Object location annotation data

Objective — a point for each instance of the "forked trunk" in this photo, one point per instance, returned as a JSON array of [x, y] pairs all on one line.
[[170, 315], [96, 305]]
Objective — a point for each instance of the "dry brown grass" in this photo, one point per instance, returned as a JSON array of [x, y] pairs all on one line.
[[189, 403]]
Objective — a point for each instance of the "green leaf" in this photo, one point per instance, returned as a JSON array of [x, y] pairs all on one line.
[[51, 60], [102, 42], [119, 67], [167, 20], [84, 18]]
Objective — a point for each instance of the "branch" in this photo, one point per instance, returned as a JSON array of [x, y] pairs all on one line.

**TASK GOAL:** Rewrite all of the lines above, swapping "Objective" for "Goal" wherever it occurs and leaving everything else as it is.

**SOLUTION TO THE EXERCISE:**
Goal — a point for each instance of the "forked trunk" in this photo, one point per instance, returned as a JSON array of [x, y] pairs all on one line.
[[170, 315], [96, 305]]
Goal — a point for each instance of the "dry brown grass" in this photo, one point per instance, returned as a JSON array of [x, y] pairs all on one line.
[[189, 403]]
Goal — a point for each instance of the "green leaf" in this photo, one point per instance, returned as a JSON array of [x, y] pairs all on one line.
[[51, 60], [102, 42], [119, 67], [167, 20], [84, 18]]
Goal — a point for each instance of the "branch" in this photo, one point per instance, returned as a JSON array of [x, y] pairs all on one line.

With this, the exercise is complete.